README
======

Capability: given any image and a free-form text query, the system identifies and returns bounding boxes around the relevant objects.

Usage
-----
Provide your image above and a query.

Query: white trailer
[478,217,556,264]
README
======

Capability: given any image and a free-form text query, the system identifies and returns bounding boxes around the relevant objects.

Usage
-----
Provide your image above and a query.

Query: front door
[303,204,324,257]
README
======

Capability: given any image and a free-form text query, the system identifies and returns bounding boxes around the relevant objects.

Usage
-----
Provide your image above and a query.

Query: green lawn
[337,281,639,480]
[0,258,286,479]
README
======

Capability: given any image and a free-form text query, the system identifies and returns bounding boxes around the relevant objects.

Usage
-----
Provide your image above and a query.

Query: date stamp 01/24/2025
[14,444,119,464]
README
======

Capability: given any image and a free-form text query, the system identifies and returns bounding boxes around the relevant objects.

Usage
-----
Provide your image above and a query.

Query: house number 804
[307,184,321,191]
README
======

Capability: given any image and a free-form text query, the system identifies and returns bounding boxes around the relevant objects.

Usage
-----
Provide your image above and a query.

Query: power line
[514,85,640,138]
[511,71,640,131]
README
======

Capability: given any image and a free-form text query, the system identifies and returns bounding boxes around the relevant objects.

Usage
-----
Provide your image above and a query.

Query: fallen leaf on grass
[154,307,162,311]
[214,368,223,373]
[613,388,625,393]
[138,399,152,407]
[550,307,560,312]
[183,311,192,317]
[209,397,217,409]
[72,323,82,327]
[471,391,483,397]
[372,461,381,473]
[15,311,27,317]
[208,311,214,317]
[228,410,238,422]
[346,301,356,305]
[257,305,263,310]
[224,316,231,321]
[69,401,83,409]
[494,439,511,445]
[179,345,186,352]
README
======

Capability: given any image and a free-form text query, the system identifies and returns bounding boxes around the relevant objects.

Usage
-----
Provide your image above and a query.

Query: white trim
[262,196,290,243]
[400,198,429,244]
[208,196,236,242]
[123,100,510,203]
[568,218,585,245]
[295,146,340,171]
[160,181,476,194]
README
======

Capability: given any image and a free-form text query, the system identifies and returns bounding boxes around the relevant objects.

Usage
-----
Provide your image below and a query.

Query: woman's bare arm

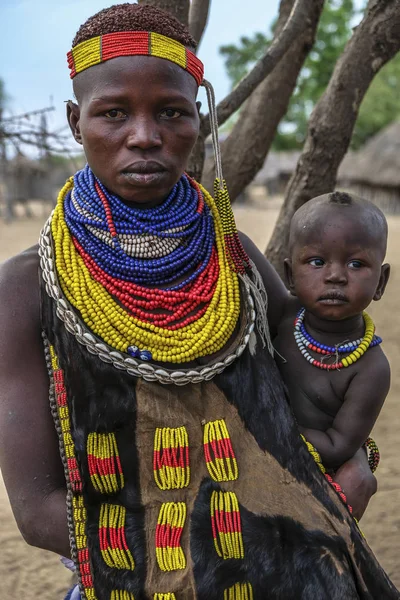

· · · · ·

## INSTRUCTIONS TO FOLLOW
Every line of the data above should be repeated exactly. Omit the pictures.

## OUTPUT OF THE EXERCISE
README
======

Capability: given any image and a free-form text query, the system identifies and returns bounding boxes around the relevant objects.

Usage
-----
Provide your image above and a query.

Query: white trailer
[478,217,556,264]
README
======

Capability: given any image and a free-form text query, the system identifies and returns bounding boxes around the relevant objects.

Usage
-----
Provide your image above and a query.

Query: front door
[303,204,324,257]
README
======

Capability: given any image and a free-form text query, the system identifies and returns bounding boxes around the relevant objects.

Usage
-----
Provide your image above and a query.

Query: green lawn
[337,281,639,480]
[0,258,286,479]
README
======

Capability: given any image and a free-form text query, the system identifies and returns bounding boxes around the relevant objects.

Usage
-----
Provide your image above and a query.

Query: date stamp 01/24/2025
[14,444,119,464]
README
======

Capability: given any image and a free-form text query, the system identifies and returns bounding boxes around the relevant objects.

Usage
-----
Provide your image above and a query.

Query: house number 804
[307,184,321,191]
README
======

Capability: given any image and a free-form text query, the system identifies and returns bounding boxes around the relevant objects.

Usage
-----
Provide your image above and a query.

Query: power line
[514,85,640,138]
[511,71,640,131]
README
======

Capability: given any image and a free-form text query, the system identifies and returns bounding boxes around the relevant objects.

Usage
-----
Provide your image above and a query.

Query: fallen leaf on grass
[154,307,162,311]
[214,368,223,373]
[613,388,625,393]
[138,399,152,407]
[550,307,560,312]
[183,311,192,317]
[209,397,217,409]
[72,323,82,327]
[471,391,483,397]
[372,461,381,473]
[15,311,27,317]
[208,311,214,317]
[228,410,238,422]
[346,301,356,305]
[257,305,263,310]
[224,316,231,321]
[69,401,83,409]
[494,439,511,445]
[179,345,186,352]
README
======

Capability: given any image and a free-form text query, the system identifies and returns bounding boxes around the relevant objects.

Usage
-----
Provide your image above and a query.

Query: white trim
[262,196,290,243]
[400,198,429,244]
[208,196,236,242]
[123,100,510,203]
[568,218,585,245]
[295,146,340,171]
[160,181,476,194]
README
======

Capability: given any image and a free-form text query, the system identifies and returns bounding boxes around the relevant objects.

Usage
-----
Provide your image below and a query.

Query: woman's bare arm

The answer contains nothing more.